AUSGEWÄHLTER TEXT:
>>>>
Eine "dramaturgische Schwäche" ist auch nichts deutsches oder europäisches. Spiele im Allgemeinen sind in dieser Hinsicht meist erbärmlich und hinken Film und Buch um Meilen hinterher.
Danke - darunter leiden Adventures als storylastige Genres übrigens ganz besonders, egal, wo sie gemacht werden. Vor allem, da der Pool an Entwicklern und Autoren in dieser Nische nicht mehr allzu groß ist. Ich wollte das nicht verallgemeinern mit meiner These: Wenn jemand sich damit herauswinden wolle, sein Spiel sei zu "deutsch" für den internationalen Markt, dann verschleiere er damit, dass er in einem größeren Markt nicht mehr so konkurrenzfähig ist wie daheim. Das ist von Spiel zu Spiel unterschiedlich - und es sind ja nicht nur in Deutschland entwickelte Adventures, die international oft kritischer gesehen werden. Aber: Im Fall zum Beispiel des Fussball Managers lässt sich Jahr für Jahr in der deutschen Presse je nach Magazin deutlich ablesen, dass sie ausländische Konkurrenzprodukte gar nicht mehr kennt. Die können hier ohne aufwändige Verfremdung von Daten nicht vertrieben werden wegen Exklusivlizenzen und erscheinen deshalb nicht mehr - auch eine (legale) Art, seine Marktanteile zu sichern, gerade im Sportspiele-Sektor, wo Lizenzen sehr wichtig sind.
Im Falle Daedalic ist es ja nicht so, dass die Spiele bisher bloß wegen der ein oder anderen misslungenen Übersetzung und Vertonung im Schnitt weniger euphorisch als in ihrer Heimat gesehen werden. Und das nicht nur in amerikanischen Medien. Sondern teilweise stark wegen Spieldesign, was ich selbst gerade bei "The Whispered World" teilweise nachvollziehen kann. Wo wir gerade dabei sind: Adventure Gamers ist keine amerikanische Seite, noch nie gewesen. Wie schon erwähnt: Die Reaktionen zu Deponia sind doch bisher sehr positiv. Mich irritierte ursprünglich die Aussage von jemandem, der sich wunderte, wie ein und dasselbe Spiel so unterschiedlich wahrgenommen werden kann. Das ist die natürlichste Sache der Welt - ganz besonders bei stark storylastigen Spielen, wie Adventures es in der Regel sind.
<<<<
AUSZÜGE AUS EINTRÄGEN:
>>>>
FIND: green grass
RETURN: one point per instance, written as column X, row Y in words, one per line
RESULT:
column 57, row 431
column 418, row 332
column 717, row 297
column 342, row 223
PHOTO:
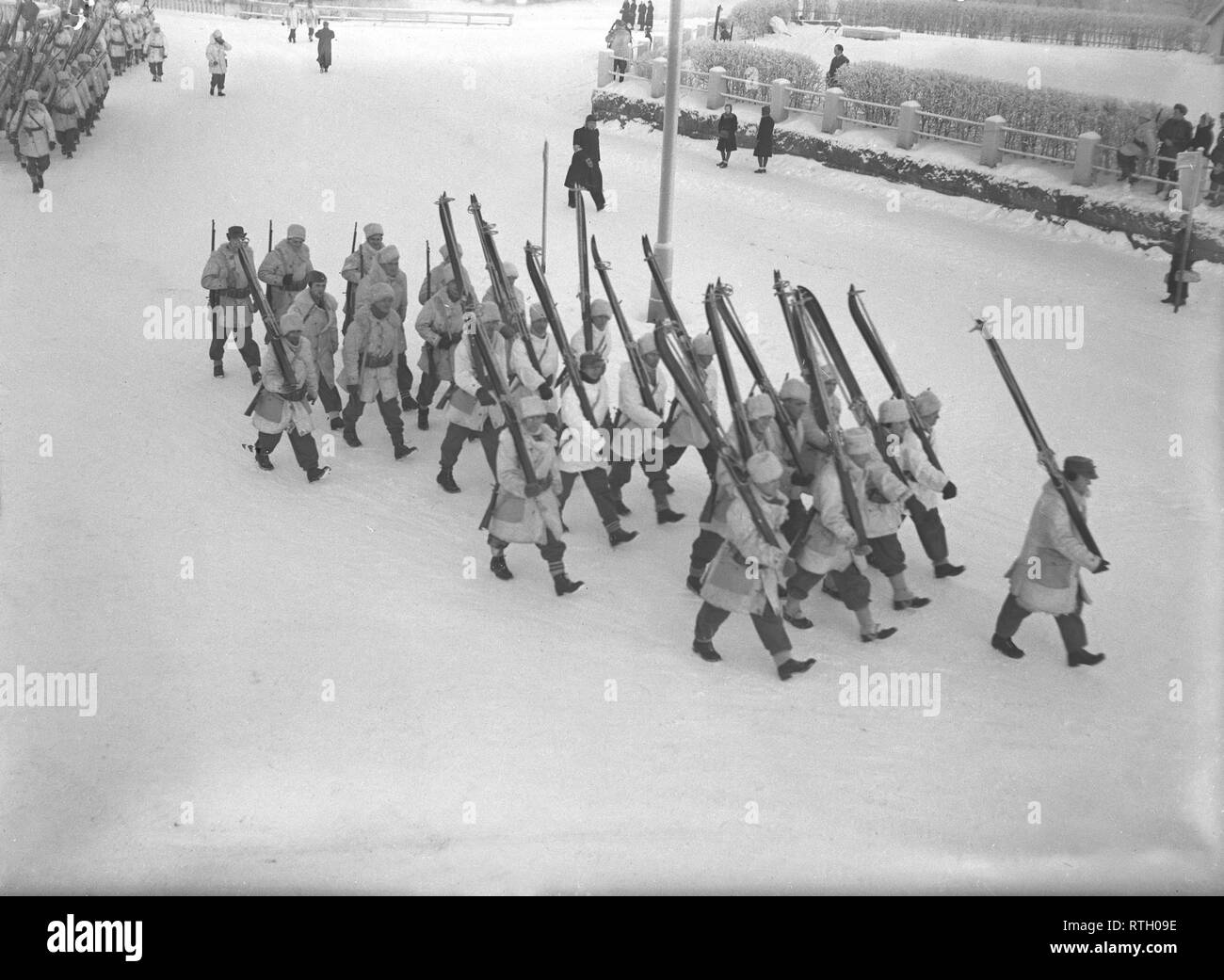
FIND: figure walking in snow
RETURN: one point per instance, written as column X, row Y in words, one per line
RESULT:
column 729, row 123
column 326, row 36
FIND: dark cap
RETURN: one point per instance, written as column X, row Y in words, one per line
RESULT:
column 1073, row 466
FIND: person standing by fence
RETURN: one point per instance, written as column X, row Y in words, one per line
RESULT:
column 326, row 36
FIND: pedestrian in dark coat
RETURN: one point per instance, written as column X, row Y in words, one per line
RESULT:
column 325, row 37
column 584, row 168
column 764, row 139
column 729, row 122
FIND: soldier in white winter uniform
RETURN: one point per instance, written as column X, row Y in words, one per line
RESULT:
column 733, row 587
column 370, row 349
column 583, row 448
column 285, row 268
column 637, row 433
column 1045, row 575
column 314, row 307
column 282, row 404
column 529, row 511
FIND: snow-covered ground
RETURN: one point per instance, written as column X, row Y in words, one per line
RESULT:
column 1166, row 77
column 488, row 737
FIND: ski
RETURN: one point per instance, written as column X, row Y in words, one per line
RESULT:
column 480, row 345
column 814, row 315
column 1043, row 448
column 731, row 319
column 672, row 354
column 502, row 294
column 809, row 367
column 631, row 345
column 874, row 344
column 567, row 354
column 584, row 272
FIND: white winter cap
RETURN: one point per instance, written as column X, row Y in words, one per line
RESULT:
column 894, row 410
column 764, row 468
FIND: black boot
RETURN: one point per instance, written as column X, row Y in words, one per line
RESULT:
column 787, row 669
column 563, row 586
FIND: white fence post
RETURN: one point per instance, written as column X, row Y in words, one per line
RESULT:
column 907, row 123
column 659, row 77
column 717, row 92
column 1085, row 158
column 829, row 121
column 991, row 141
column 780, row 99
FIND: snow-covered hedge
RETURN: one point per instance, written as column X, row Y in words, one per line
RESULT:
column 750, row 17
column 1048, row 110
column 1048, row 24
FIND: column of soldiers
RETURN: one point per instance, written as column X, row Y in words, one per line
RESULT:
column 68, row 94
column 733, row 567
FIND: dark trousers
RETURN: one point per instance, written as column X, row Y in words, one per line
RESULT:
column 452, row 443
column 246, row 345
column 852, row 586
column 304, row 447
column 767, row 625
column 596, row 481
column 1071, row 627
column 390, row 409
column 330, row 395
column 931, row 535
column 709, row 458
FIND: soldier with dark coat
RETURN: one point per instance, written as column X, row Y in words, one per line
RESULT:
column 584, row 168
column 282, row 404
column 229, row 297
column 529, row 511
column 733, row 587
column 375, row 339
column 1045, row 576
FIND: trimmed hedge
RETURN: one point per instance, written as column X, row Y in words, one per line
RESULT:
column 1048, row 110
column 999, row 21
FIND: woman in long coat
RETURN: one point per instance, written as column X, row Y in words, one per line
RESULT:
column 764, row 139
column 727, row 126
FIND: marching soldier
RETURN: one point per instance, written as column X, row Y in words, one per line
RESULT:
column 730, row 587
column 828, row 550
column 1045, row 576
column 316, row 310
column 529, row 513
column 884, row 498
column 637, row 435
column 583, row 448
column 282, row 403
column 928, row 484
column 229, row 295
column 285, row 268
column 386, row 269
column 473, row 411
column 440, row 323
column 370, row 349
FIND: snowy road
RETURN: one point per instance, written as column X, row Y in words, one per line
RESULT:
column 473, row 744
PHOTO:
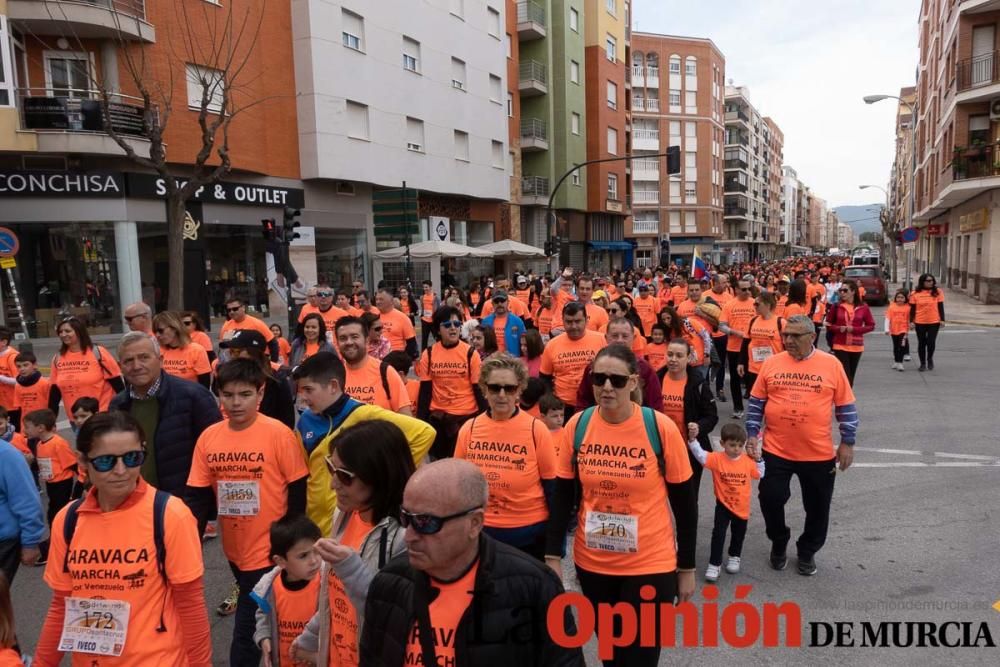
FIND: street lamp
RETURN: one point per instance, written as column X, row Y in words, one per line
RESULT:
column 872, row 99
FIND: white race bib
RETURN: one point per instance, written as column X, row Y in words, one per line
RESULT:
column 239, row 498
column 612, row 532
column 95, row 626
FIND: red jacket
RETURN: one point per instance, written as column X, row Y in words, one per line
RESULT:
column 863, row 323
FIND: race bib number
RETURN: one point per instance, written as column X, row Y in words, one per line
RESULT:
column 612, row 532
column 239, row 498
column 95, row 626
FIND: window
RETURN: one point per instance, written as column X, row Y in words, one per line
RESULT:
column 415, row 135
column 461, row 145
column 357, row 120
column 458, row 74
column 493, row 22
column 411, row 54
column 353, row 30
column 496, row 92
column 204, row 83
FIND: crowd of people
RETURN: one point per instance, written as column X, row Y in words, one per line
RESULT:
column 369, row 490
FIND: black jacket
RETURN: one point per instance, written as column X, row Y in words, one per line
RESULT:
column 186, row 409
column 511, row 599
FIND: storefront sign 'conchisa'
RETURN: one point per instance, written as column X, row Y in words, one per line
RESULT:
column 142, row 186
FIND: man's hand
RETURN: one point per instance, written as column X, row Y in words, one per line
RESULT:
column 845, row 456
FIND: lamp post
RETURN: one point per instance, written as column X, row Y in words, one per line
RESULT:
column 887, row 241
column 872, row 99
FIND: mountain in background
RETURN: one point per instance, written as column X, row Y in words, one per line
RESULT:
column 861, row 218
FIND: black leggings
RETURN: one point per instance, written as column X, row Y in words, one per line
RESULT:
column 611, row 589
column 926, row 341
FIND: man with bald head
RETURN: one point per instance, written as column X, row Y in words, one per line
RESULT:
column 415, row 610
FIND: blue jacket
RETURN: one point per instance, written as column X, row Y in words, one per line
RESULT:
column 512, row 332
column 20, row 505
column 186, row 409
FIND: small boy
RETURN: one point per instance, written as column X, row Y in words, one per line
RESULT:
column 288, row 595
column 732, row 471
column 57, row 465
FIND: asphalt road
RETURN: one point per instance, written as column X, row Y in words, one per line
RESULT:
column 914, row 534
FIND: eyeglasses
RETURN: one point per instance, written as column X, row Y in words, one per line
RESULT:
column 344, row 476
column 428, row 524
column 617, row 381
column 107, row 462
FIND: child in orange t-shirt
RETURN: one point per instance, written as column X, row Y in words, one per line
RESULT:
column 732, row 471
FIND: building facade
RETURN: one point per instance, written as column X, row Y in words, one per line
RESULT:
column 677, row 95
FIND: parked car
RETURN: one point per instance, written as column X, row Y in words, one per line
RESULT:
column 870, row 277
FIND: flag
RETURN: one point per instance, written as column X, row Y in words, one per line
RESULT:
column 699, row 269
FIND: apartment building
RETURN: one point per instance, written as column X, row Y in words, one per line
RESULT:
column 677, row 88
column 957, row 141
column 92, row 223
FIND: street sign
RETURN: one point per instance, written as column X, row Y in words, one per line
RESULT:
column 9, row 245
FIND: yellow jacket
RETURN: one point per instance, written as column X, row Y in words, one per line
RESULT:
column 321, row 500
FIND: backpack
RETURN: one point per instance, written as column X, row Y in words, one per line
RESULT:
column 652, row 433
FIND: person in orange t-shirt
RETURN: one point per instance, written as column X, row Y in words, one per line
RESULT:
column 252, row 469
column 514, row 451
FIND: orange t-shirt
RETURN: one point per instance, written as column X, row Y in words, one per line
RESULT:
column 446, row 611
column 453, row 375
column 566, row 360
column 926, row 304
column 78, row 374
column 294, row 609
column 731, row 480
column 397, row 328
column 55, row 460
column 800, row 399
column 249, row 471
column 737, row 315
column 515, row 455
column 623, row 489
column 186, row 362
column 673, row 401
column 109, row 563
column 365, row 385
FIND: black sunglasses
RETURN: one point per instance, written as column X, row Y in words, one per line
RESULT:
column 428, row 524
column 617, row 381
column 107, row 462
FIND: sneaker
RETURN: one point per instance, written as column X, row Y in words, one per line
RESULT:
column 228, row 606
column 807, row 566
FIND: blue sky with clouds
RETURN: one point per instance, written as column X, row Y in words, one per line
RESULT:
column 807, row 65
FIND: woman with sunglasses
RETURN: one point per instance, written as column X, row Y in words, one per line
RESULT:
column 369, row 466
column 81, row 368
column 629, row 462
column 848, row 321
column 157, row 616
column 515, row 452
column 181, row 356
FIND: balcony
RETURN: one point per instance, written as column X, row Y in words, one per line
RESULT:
column 532, row 78
column 120, row 20
column 534, row 191
column 73, row 121
column 530, row 21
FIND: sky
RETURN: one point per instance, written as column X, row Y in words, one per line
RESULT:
column 808, row 65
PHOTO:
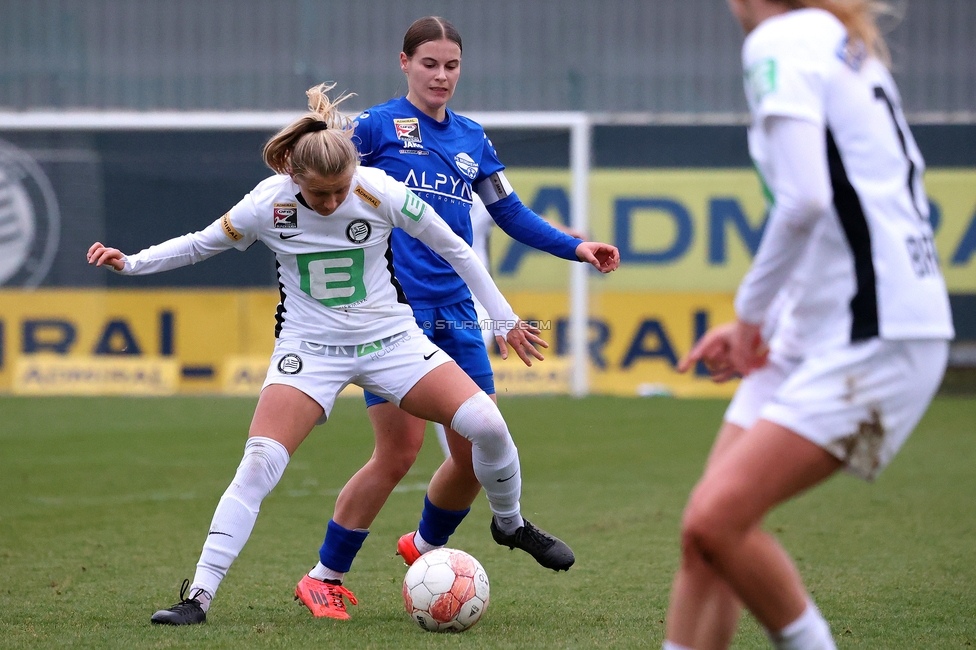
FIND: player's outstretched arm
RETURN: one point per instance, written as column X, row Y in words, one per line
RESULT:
column 604, row 257
column 523, row 338
column 713, row 349
column 100, row 255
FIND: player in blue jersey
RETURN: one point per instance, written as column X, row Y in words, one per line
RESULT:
column 446, row 159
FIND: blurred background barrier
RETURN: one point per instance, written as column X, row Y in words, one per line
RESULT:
column 130, row 122
column 678, row 57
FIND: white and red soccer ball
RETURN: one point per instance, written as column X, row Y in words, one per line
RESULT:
column 446, row 590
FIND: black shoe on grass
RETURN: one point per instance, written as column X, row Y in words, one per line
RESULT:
column 551, row 552
column 188, row 611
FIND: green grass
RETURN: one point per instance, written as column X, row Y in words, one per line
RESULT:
column 104, row 504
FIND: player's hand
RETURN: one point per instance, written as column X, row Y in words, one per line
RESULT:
column 748, row 352
column 603, row 257
column 713, row 349
column 523, row 338
column 100, row 255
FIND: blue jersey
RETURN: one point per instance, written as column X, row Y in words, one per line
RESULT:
column 442, row 162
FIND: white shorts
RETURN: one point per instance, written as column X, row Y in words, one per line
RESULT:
column 389, row 367
column 757, row 389
column 859, row 402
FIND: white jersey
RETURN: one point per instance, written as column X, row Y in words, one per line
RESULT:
column 870, row 268
column 336, row 275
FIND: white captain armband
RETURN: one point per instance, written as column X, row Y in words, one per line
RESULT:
column 494, row 188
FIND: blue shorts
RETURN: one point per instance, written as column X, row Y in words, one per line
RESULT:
column 455, row 330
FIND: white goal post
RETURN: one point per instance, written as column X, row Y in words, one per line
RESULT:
column 578, row 124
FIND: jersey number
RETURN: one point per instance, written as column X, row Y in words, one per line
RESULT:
column 334, row 278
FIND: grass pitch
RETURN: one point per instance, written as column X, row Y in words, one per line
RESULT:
column 105, row 503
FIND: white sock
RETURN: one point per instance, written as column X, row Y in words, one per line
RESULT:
column 442, row 439
column 202, row 595
column 671, row 645
column 260, row 470
column 808, row 632
column 322, row 572
column 493, row 454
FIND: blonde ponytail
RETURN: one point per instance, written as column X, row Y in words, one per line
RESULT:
column 319, row 142
column 860, row 17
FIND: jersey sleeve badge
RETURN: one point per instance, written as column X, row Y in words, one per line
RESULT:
column 229, row 229
column 761, row 79
column 366, row 196
column 413, row 206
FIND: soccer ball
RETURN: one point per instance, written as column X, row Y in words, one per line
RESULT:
<<<<
ZU ERLEDIGENDE AUFGABE: Nenne alle Spieltitel, die im ausgewählten Text über Adventures namentlich erwähnt werden.

ANTWORT ZUR AUFGABE: Fussball Manager, The Whispered World, Deponia